Texto de partida.
Por eso, antes que hacia afuera, la escuela debe trascender hacia adentro, esto es, hacia el ser del estudiante. Solo a las experiencias educativas que han logrado ocuparse de la formación de lo esencial en sus integrantes, de lo interno de cada quien, les ha venido por añadidura la trascendencia hacia lo externo, la fama, en los términos que sea. Pero la fama no puede ser el horizonte de la escuela, que en muchos de sus proyectos educativos tiende a conseguir el éxito en términos de reconocimientos externos, resultados en evaluaciones externas, certificaciones externas de calidad y no en términos de cultivo exitoso de las potencialidades de cada estudiante que le ha sido confiado.

La escuela que no trasciende hacia adentro en primer lugar, confunde lo aparente con la esencia de cada integrante y por eso no se ocupa de lo auténtico, sino de las máscaras que a veces recrea y a veces impone en forma de personalidades (el término persona viene del griego “máscara”) que obliga a asumir, so pena de la exclusión o la discriminación. De esa forma, muchos parecen, pero pocos están siendo. Se dice respetar el libre desarrollo de la personalidad, pero son tan sospechosos los modos como se educa para ser libres, como la manera en que se asume el término personalidad. En el primer caso, difícilmente se encuentran experiencias educativas estratégicamente orientadas para formar ciudadanos libres. En el segundo caso, la comprensión del término “personalidad” se agota en rasgos que, además de uniformadores, son superficiales, aparentes y coyunturales.

Datos.
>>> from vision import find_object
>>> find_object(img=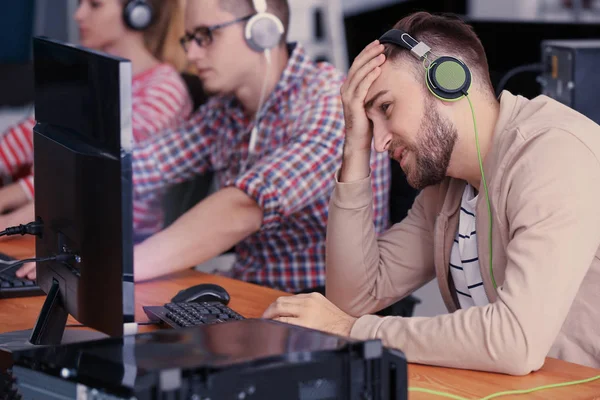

Reto A. Copia tal cual el pasaje del texto sobre la escuela que comienza en las palabras "La escuela que" y termina después de "aparentes y coyunturales.".
Reto B. Sigue escribiendo el texto sobre la escuela y el ser del estudiante a partir de su última oración.

Respuesta A.
La escuela que no trasciende hacia adentro en primer lugar, confunde lo aparente con la esencia de cada integrante y por eso no se ocupa de lo auténtico, sino de las máscaras que a veces recrea y a veces impone en forma de personalidades (el término persona viene del griego “máscara”) que obliga a asumir, so pena de la exclusión o la discriminación. De esa forma, muchos parecen, pero pocos están siendo. Se dice respetar el libre desarrollo de la personalidad, pero son tan sospechosos los modos como se educa para ser libres, como la manera en que se asume el término personalidad. En el primer caso, difícilmente se encuentran experiencias educativas estratégicamente orientadas para formar ciudadanos libres. En el segundo caso, la comprensión del término “personalidad” se agota en rasgos que, además de uniformadores, son superficiales, aparentes y coyunturales.

Respuesta B.
Por consiguiente, detrás de una sospechosa concepción sobre respeto al libre desarrollo de la personalidad, se abandonan estudiantes a la deriva de sus impulsos o se les reprime, y de paso se ocultan familias, escuelas y comunidades que evaden el compromiso de educar para una libertad y una personalidad auténticas. Ese tipo de discursos y prácticas niegan que es a partir de una educación ocupada en la construcción del ser, como una escuela pasa de ser un lugar de confinamiento y represión, a ser un escenario de promoción de la libertad y de la prevención. Ambas son condiciones de posibilidad para ejercer con plenitud el derecho al libre desarrollo de la auténtica personalidad, que es la que está más acá de los uniformes y de las máscaras escolares.

Autenticidad y sentido de la vida

La pedagogía de la autenticidad tiene a la base unas prácticas pedagógicas ocupadas de cultivar la propiocepción (conciencia corporal y emocional), el sentido vestibular (equilibrio y orientación espacial), la interocepción (conciencia funcionamiento del propio cuerpo y sus señales), el cuidado de sí, la autoestima y la autonomía, mediante experiencias de libertad, de reconocimiento de sí mismo en sus posibilidades y condicionantes, de construcción de criterios y de ejercicio del discernimiento para dotar de sentido a la propia existencia.

Por ende, es concentrándose en la formación del interior en primera instancia, como la escuela pasa de generar ansiedad y frustración con su prédica sobre un proyecto de vida, a generar motivación y resiliencia, enseñando a construir primero el sentido de la vida y luego a estructurar múltiples proyectos como alternativas para conseguirlo. Eso implica que antes que agobiar niños y adolescentes con absurdos esquemas y métodos para estructurar proyectos de vida, la educación para la autenticidad debe consistir en acompañarlos para que construyan el sentido de sus vidas. Solo cuando se avizore un sentido para la vida o lo que le da sentido a la propia vida, resulta válido empeñarse en la construcción de proyectos que ayuden a perseguirlo.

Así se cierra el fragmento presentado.